TASK DETAILS → Write the next few sentences of the passage about Washboard Chaz, picking up after its final sentence.

[Opening PASSAGE TO READ section]

Chaz's New Orleans bands have performed annually at French Quarter Festival, New Orleans Jazz & Heritage Festival, and New Olreans Crescent City Blues & BBQ Festival.

== Collaborations and appearances ==
Washboard Chaz has performed or recorded with artists including Bonnie Raitt, Taj Mahal, John P. Hammond, Anders Osborne, Robert Cray, and Doc Watson. He appears on over 70 recordings, including John P. Hammond's Grammy-nominated Long as I Have You (1998) CD.

Chaz has made television appearances on HBO's Treme (TV Series), NCIS: New Orleans, and in Werner Herzog's Bad Lieutenant: Port of Call New Orleans.

[Closing PASSAGE TO READ section]
[Opening SUPPLIED RECORDS section]

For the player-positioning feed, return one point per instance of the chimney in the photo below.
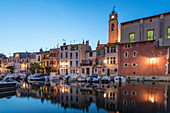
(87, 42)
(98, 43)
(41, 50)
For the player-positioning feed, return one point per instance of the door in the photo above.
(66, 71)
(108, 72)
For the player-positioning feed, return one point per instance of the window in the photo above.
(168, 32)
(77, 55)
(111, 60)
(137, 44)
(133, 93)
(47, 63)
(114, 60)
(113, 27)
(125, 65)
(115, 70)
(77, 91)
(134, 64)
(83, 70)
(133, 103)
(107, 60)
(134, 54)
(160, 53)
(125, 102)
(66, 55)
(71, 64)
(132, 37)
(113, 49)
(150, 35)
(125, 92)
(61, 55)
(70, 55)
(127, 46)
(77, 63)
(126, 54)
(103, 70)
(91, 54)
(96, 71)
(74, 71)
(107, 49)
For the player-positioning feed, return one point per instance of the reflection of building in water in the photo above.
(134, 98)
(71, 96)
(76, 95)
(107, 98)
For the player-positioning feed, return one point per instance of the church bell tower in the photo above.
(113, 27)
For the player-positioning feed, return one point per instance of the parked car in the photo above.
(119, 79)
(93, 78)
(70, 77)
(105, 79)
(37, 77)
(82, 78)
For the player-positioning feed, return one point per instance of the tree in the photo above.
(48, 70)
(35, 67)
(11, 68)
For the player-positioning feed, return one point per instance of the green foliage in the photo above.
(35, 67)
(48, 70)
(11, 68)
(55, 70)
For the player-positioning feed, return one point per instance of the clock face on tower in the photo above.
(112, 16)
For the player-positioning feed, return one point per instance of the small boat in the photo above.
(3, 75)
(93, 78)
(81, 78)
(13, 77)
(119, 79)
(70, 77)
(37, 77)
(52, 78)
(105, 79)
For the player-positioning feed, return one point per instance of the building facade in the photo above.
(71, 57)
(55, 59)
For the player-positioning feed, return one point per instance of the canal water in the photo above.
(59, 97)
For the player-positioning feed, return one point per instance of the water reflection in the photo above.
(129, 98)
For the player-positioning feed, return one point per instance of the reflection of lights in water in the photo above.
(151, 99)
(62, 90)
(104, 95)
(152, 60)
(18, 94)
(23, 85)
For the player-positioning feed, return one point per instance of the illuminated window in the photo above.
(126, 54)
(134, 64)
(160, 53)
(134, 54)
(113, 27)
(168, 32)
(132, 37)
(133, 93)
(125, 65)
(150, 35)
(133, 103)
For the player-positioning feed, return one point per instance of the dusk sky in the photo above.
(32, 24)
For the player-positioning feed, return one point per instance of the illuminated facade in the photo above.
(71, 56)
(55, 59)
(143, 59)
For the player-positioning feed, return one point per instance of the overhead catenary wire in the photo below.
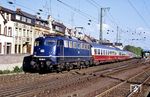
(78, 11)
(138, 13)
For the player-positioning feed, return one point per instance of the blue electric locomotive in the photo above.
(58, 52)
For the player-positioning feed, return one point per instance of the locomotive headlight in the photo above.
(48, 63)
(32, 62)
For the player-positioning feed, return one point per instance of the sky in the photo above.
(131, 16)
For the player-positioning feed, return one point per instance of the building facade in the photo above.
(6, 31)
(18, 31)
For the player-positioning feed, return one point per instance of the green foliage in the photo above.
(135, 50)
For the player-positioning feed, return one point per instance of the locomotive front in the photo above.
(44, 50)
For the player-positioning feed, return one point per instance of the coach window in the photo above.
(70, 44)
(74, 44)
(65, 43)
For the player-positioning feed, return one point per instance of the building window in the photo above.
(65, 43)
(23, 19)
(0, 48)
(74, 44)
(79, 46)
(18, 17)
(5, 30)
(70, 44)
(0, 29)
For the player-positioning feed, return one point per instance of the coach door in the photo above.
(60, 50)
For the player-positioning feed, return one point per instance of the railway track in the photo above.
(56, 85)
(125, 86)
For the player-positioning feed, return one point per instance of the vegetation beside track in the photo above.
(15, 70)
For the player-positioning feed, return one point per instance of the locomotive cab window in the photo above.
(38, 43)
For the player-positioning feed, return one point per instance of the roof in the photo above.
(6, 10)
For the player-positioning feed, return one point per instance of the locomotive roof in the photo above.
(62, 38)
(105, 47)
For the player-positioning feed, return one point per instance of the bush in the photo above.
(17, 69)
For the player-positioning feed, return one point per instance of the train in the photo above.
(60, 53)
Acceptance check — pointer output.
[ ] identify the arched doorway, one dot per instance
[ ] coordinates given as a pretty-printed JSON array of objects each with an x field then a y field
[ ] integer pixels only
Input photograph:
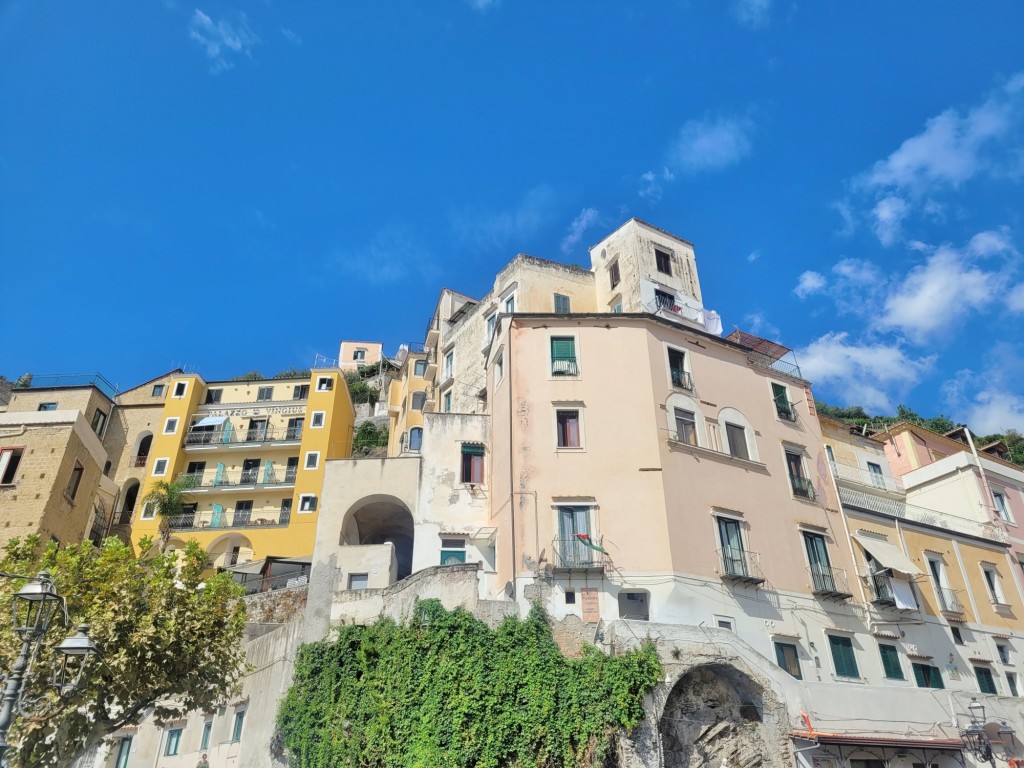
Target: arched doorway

[Closing SUPPLIED RECORDS section]

EXERCISE RESULT →
Chaz was included in Playing For Change's "Stand by Me" video project, along with Keith Richards, Keb' Mo' and other global musicians in Ben E. King's "Stand by Me" and the Rolling Stones' "Gimme Shelter" song. In 2025, Chaz rejoined Playing for Change for a special release of the WAR song "Why Can't We Be Friends?" in honor of the 50th anniversary, featuring current and original remaining members of WAR plus over 30 global musicians. Chaz was introduced to the Playing for Change team by Roberto Luti, an Italian slide guitarist who was a member of Chaz's Blues Trio.

== Instruction and teaching ==
Chaz is a faculty member of the Centrum (arts organization) Acoustic Blues workshop in Port Townsend, Washington, where he teaches percussion and blues.